- **Quoted passage**
Key pieces that made it usable:
-
A tiny bootstrap template I keep a cloud-init snippet in the repo that LXD uses to create containers fast. It installs only what the project needs (Postgres, Redis, openjdk, node) and creates the project user. Then I snapshot that base once so new branch containers start in ~2 seconds.
-
Rehydrate, don’t rebuild Command I use (simplified):
- if container exists:
lxc start project-branch && lxc exec project-branch -- systemctl start app - else:
lxc copy project-base project-branch && lxc config set project-branch security.nesting true && lxc start project-branch
Copying a prebuilt base is nearly instant because LXD copies by reference until you write.
-
Code on host, services in container I bind-mount the repo into /home/dev/project inside the container. That keeps my editor and file watchers local (fast on Linux) while processes run isolated. I used
lxc config device add project-branch repo disk source=/home/me/code/project path=/home/dev/project. -
Network routing I use LXD’s bridged network so containers get their own private IPs. Then my script writes an /etc/hosts entry (local-dev DNS) and registers the host port in a tiny reverse-proxy container. No port-hacking required.

- **Problem 1**
Rewrite the paragraph of the LXD notes that begins "A tiny bootstrap template" as a short list, keeping its main facts.
- **Problem 2**
Transcribe the LXD notes between "Key pieces that" and "in ~2 seconds.", inclusive.
- **Problem 3**
In the LXD notes, where inside the container is the repo bind-mounted?
The records come from a separate source, unrelated to the LXD notes.

- **Material supplied**
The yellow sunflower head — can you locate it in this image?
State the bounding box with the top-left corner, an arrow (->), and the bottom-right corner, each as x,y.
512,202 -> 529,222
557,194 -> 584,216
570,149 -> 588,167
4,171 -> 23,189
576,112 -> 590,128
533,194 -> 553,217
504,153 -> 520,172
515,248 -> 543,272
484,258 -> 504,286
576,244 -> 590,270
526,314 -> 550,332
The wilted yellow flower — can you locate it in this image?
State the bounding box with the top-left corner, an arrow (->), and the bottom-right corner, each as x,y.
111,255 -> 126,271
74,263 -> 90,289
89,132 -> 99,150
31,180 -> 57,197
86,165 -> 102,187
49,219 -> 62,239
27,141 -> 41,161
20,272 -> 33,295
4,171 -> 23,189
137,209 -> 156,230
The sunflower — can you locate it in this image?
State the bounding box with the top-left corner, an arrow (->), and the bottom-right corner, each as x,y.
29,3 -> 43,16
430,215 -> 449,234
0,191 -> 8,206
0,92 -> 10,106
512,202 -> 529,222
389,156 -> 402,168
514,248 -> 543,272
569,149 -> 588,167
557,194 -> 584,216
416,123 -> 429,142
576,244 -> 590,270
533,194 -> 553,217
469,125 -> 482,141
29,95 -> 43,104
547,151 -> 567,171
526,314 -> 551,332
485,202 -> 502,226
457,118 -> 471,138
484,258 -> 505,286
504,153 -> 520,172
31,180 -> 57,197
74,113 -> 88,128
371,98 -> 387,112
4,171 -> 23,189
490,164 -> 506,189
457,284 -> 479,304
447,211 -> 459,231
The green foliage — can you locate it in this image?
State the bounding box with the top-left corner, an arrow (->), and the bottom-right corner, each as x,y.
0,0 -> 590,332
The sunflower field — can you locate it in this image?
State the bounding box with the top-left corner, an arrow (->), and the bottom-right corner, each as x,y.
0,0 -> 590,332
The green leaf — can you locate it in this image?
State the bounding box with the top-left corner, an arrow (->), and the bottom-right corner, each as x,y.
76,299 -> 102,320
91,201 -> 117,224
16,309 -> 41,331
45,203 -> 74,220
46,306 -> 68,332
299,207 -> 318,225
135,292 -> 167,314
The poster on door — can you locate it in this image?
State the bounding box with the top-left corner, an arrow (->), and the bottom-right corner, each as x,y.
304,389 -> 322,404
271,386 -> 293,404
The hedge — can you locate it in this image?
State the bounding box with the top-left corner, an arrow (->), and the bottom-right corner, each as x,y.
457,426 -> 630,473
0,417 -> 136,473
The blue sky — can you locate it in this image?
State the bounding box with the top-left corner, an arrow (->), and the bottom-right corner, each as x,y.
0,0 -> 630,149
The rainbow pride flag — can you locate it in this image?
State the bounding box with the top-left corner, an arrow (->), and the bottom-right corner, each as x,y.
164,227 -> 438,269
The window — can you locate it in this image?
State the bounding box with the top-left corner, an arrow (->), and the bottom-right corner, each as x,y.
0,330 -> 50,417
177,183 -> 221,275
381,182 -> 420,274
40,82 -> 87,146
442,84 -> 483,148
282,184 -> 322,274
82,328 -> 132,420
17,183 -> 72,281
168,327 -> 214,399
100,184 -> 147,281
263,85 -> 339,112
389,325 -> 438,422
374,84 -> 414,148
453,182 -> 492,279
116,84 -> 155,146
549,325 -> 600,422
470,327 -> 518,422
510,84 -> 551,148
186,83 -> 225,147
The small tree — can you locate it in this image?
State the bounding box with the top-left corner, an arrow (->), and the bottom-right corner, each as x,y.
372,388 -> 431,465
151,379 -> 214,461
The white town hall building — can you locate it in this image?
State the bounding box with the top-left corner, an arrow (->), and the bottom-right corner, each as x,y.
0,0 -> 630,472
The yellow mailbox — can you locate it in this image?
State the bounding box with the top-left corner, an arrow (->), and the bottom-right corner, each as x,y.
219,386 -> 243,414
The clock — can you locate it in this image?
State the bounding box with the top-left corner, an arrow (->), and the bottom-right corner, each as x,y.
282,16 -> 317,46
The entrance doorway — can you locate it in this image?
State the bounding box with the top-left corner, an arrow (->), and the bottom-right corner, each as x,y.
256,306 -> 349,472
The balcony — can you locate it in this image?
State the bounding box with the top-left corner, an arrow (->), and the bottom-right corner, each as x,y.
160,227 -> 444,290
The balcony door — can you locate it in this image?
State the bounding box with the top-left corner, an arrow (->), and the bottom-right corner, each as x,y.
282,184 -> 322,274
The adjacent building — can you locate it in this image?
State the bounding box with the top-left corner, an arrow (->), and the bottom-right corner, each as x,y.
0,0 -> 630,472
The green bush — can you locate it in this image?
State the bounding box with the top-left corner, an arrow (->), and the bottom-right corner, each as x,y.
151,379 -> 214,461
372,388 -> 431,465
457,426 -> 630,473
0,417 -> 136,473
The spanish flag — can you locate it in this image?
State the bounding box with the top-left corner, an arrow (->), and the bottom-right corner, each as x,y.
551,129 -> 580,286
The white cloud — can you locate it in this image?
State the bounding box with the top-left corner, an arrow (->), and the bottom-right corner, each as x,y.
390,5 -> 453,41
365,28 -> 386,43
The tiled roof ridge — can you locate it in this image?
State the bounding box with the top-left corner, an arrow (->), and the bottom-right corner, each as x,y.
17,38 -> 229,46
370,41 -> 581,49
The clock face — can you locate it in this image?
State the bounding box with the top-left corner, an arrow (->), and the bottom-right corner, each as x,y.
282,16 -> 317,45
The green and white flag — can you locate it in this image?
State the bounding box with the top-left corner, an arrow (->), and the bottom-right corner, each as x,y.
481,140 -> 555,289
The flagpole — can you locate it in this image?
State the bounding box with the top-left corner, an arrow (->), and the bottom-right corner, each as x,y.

- **Written response 1**
- A cloud-init snippet kept in the repo lets LXD create containers fast.
- It installs only what the project needs (Postgres, Redis, openjdk, node) and creates the project user.
- The base is snapshotted once, so new branch containers start in about 2 seconds.

- **Written response 2**
Key pieces that made it usable:
-
A tiny bootstrap template I keep a cloud-init snippet in the repo that LXD uses to create containers fast. It installs only what the project needs (Postgres, Redis, openjdk, node) and creates the project user. Then I snapshot that base once so new branch containers start in ~2 seconds.

- **Written response 3**
/home/dev/project